** SOURCE DATA follows **
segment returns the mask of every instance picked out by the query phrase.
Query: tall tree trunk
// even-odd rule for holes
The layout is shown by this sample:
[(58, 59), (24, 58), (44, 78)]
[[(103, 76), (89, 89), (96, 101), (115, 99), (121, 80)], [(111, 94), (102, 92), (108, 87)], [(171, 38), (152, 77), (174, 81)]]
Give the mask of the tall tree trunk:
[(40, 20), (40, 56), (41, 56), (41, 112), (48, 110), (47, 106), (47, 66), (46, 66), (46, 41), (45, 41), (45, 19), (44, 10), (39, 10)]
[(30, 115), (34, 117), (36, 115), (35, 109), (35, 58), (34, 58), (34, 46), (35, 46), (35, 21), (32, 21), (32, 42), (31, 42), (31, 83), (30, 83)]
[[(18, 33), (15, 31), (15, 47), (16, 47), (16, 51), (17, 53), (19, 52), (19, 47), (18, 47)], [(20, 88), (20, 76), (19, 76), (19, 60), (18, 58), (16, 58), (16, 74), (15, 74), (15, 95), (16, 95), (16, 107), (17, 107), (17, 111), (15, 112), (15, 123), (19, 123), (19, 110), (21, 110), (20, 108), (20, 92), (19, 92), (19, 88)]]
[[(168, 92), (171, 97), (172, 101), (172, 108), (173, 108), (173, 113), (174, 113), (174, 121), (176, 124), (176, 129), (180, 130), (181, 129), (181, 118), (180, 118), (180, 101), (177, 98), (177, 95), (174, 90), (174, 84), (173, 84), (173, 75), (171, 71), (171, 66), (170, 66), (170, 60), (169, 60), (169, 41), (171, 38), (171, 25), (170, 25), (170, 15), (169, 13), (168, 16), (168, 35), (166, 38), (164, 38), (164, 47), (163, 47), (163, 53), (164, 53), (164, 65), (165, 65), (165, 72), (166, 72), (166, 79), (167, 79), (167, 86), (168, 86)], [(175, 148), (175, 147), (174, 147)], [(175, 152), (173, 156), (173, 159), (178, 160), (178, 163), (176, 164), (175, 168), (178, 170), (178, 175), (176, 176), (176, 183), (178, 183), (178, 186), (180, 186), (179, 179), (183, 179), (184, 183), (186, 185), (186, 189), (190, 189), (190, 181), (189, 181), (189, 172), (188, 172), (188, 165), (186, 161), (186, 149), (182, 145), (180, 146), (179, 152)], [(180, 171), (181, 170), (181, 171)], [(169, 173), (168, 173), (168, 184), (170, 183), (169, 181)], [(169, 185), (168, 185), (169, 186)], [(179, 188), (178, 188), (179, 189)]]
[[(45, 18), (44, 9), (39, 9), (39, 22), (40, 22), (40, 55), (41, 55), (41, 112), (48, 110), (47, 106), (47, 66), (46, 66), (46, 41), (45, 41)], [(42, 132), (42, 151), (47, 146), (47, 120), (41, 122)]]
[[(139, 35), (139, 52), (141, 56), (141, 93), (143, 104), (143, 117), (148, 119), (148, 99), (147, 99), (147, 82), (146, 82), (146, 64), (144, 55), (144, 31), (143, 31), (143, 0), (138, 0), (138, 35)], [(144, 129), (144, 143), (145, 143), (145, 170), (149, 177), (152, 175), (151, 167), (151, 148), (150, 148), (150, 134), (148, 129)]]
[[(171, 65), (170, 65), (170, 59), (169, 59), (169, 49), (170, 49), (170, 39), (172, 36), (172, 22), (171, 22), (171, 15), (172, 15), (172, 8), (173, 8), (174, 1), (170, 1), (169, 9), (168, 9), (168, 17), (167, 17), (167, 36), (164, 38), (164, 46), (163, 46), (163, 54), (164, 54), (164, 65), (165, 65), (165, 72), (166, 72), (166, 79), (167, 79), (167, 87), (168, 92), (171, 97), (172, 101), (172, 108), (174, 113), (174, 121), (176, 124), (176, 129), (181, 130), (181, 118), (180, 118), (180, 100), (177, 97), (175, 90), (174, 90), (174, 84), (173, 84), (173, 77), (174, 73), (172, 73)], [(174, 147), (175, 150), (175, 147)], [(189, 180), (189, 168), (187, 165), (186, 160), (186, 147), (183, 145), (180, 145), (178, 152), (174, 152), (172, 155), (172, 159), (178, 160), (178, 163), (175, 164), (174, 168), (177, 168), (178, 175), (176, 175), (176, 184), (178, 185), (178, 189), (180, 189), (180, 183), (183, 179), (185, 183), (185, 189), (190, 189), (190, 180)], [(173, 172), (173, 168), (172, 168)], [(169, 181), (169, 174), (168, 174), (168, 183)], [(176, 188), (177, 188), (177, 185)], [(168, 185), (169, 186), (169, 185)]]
** End of SOURCE DATA **
Your answer should consist of each line of the data above in which the word "trunk" occurs.

● FINISHED EXERCISE:
Query: tall tree trunk
Give the mask of the tall tree trunk:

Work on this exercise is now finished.